▶ **WORK ORDER**
Every line below needs to be returned exactly as written.

---*---

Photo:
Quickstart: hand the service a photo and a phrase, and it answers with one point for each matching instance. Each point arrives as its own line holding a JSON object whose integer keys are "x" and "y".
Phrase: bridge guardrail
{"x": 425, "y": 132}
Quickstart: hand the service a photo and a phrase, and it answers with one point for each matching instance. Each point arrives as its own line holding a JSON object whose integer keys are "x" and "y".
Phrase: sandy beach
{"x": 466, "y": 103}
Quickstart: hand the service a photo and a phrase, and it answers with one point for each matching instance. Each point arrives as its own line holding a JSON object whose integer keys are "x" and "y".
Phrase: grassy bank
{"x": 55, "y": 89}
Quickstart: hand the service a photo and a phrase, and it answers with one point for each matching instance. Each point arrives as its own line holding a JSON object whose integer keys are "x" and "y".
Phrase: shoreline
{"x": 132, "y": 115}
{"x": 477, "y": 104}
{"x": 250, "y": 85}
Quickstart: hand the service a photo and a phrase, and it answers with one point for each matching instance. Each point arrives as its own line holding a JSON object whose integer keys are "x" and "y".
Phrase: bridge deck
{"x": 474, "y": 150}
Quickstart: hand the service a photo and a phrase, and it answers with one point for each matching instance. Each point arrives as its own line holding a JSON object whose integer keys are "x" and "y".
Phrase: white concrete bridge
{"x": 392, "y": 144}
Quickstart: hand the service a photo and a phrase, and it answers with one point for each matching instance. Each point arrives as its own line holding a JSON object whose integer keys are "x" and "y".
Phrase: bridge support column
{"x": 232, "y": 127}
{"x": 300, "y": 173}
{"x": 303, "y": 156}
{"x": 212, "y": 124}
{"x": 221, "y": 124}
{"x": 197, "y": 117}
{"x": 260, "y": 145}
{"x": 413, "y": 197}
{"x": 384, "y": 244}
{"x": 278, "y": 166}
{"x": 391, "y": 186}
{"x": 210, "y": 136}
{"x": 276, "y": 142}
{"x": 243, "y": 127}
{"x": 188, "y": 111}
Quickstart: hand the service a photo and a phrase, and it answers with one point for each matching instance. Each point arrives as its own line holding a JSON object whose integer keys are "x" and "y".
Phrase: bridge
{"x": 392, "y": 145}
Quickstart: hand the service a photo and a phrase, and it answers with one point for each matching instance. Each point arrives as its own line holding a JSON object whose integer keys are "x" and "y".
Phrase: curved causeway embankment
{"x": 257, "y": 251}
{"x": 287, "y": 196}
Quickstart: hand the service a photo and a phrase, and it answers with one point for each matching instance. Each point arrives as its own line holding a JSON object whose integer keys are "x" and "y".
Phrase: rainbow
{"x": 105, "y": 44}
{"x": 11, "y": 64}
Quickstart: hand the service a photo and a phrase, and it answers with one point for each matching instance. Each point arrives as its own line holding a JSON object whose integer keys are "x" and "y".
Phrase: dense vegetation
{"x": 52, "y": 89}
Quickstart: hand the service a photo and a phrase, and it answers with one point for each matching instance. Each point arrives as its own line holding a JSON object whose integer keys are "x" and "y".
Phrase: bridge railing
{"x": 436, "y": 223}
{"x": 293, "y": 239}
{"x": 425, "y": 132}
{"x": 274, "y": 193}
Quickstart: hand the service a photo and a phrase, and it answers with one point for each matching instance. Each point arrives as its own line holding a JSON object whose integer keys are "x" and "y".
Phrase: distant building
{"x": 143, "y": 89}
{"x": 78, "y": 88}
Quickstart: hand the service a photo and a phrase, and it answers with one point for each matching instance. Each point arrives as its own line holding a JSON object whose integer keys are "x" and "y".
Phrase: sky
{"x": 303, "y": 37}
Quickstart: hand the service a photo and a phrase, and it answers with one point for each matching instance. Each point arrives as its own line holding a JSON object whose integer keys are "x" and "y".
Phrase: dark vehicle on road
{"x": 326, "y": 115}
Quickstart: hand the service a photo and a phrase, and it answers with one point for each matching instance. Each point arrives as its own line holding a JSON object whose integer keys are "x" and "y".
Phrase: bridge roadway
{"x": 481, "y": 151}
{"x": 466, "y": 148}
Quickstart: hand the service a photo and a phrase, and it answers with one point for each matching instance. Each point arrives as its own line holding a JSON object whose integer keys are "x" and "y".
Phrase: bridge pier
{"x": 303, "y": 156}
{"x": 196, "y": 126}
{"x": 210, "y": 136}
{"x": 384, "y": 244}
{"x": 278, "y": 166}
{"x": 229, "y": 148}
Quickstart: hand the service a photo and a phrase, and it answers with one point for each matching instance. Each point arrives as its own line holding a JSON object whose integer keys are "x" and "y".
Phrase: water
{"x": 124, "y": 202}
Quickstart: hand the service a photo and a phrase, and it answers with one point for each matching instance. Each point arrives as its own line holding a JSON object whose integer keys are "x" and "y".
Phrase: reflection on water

---*---

▶ **WRITTEN ANSWER**
Photo:
Quickstart: hand the service a photo and a phrase, and it answers with one point for each matching instance. Each point arrives as its own line holding a JSON object whose integer keys are "x" and "y".
Phrase: bridge guardrail
{"x": 425, "y": 132}
Quickstart: hand the service a photo and a phrase, and it answers with one point for each matching instance. Each point arrives as its own line holding a JSON object whose integer keys are "x" and "y".
Phrase: sandy beach
{"x": 466, "y": 103}
Quickstart: hand the service a photo and a phrase, and it answers with one point for each matching instance. Each point arrives as its own line holding a JSON object whose integer keys are "x" and "y".
Phrase: grassy bank
{"x": 55, "y": 89}
Quickstart: hand the service a photo and a phrase, and it answers with one point for each matching instance. Each point arrives as its own line holding a JSON object whose integer keys are "x" and "y".
Phrase: shoreline
{"x": 132, "y": 115}
{"x": 477, "y": 104}
{"x": 250, "y": 85}
Quickstart: hand the service a photo and a phrase, and it answers with one point for each matching instance. Each point arrives as its own line holding a JSON object whose integer keys are "x" and "y".
Phrase: bridge deck
{"x": 474, "y": 150}
Quickstart: hand the service a photo and a phrase, and it answers with one point for each matching instance. Each point arrives as its own line holding a JSON object whose integer keys are "x" and "y".
Phrase: white concrete bridge
{"x": 392, "y": 144}
Quickstart: hand the service a photo and a phrase, and it answers with one point for each matching instance. Each point arrives as its own line holding a JSON object whose integer keys are "x" and "y".
Phrase: bridge support column
{"x": 232, "y": 127}
{"x": 300, "y": 173}
{"x": 303, "y": 156}
{"x": 212, "y": 124}
{"x": 221, "y": 124}
{"x": 197, "y": 117}
{"x": 260, "y": 145}
{"x": 413, "y": 197}
{"x": 384, "y": 244}
{"x": 278, "y": 166}
{"x": 391, "y": 186}
{"x": 210, "y": 136}
{"x": 276, "y": 142}
{"x": 243, "y": 127}
{"x": 188, "y": 111}
Quickstart: hand the service a photo and a phrase, and it answers with one point for each matching instance. Each point arrives as its own line holding a JSON object whose integer keys are "x" and "y".
Phrase: bridge
{"x": 392, "y": 145}
Quickstart: hand the service a photo and a phrase, and it answers with one point for each matching instance. Each point arrives as its own line holding a JSON object whose integer keys are "x" and "y".
Phrase: curved causeway embankment
{"x": 257, "y": 251}
{"x": 287, "y": 196}
Quickstart: hand the service a photo and a phrase, and it answers with one point for each matching instance. Each point arrives as its own line holding a JSON object whose integer keys are "x" and "y".
Phrase: rainbow
{"x": 105, "y": 44}
{"x": 11, "y": 64}
Quickstart: hand the service a photo and a phrase, and it answers with one point for each matching instance. Each point arrives as its own line holding a JSON object whose integer keys are "x" and "y".
Phrase: dense vegetation
{"x": 52, "y": 89}
Quickstart: hand the service a photo and a phrase, and it answers with one point for each matching instance. Each point arrives as its own line holding a JSON object whose integer keys are "x" and "y".
Phrase: bridge railing
{"x": 436, "y": 223}
{"x": 293, "y": 239}
{"x": 425, "y": 132}
{"x": 274, "y": 193}
Quickstart: hand the service a photo and a phrase, and it answers with one point for each matching instance. Each point arrives as its own line holding a JSON object whose integer keys are "x" and "y".
Phrase: distant building
{"x": 143, "y": 89}
{"x": 78, "y": 88}
Quickstart: hand the service a photo and a phrase, and it answers with one point for each matching instance. Each point arrives as its own line holding a JSON object whose integer keys are "x" and "y".
Phrase: sky
{"x": 303, "y": 37}
Quickstart: hand the service a photo and a phrase, and it answers with one point for each matching instance. Each point arrives as its own line holding a JSON object whose integer keys are "x" and "y".
Phrase: dark vehicle on road
{"x": 326, "y": 115}
Quickstart: hand the service a photo and a phrase, and it answers with one point for each matching instance. Each point arrives as its own line holding a JSON object whose integer keys are "x" and "y".
Phrase: bridge roadway
{"x": 481, "y": 151}
{"x": 466, "y": 148}
Quickstart: hand the service a photo and a phrase, and it answers with one point for each matching instance. Each point arrives as its own line holding a JSON object whose integer keys are "x" and "y".
Phrase: bridge pier
{"x": 303, "y": 156}
{"x": 196, "y": 126}
{"x": 210, "y": 136}
{"x": 384, "y": 244}
{"x": 278, "y": 166}
{"x": 229, "y": 148}
Quickstart: hand the service a photo and a phrase, and it answers with one point for each matching instance. Each point arrives as its own line holding a JSON object whose integer keys are "x" and "y".
Phrase: water
{"x": 124, "y": 202}
Quickstart: hand the service a photo and a phrase, and it answers with one point for each matching instance. Each point arrives as its own line holding a JSON object whose integer keys are "x" and "y".
Phrase: reflection on water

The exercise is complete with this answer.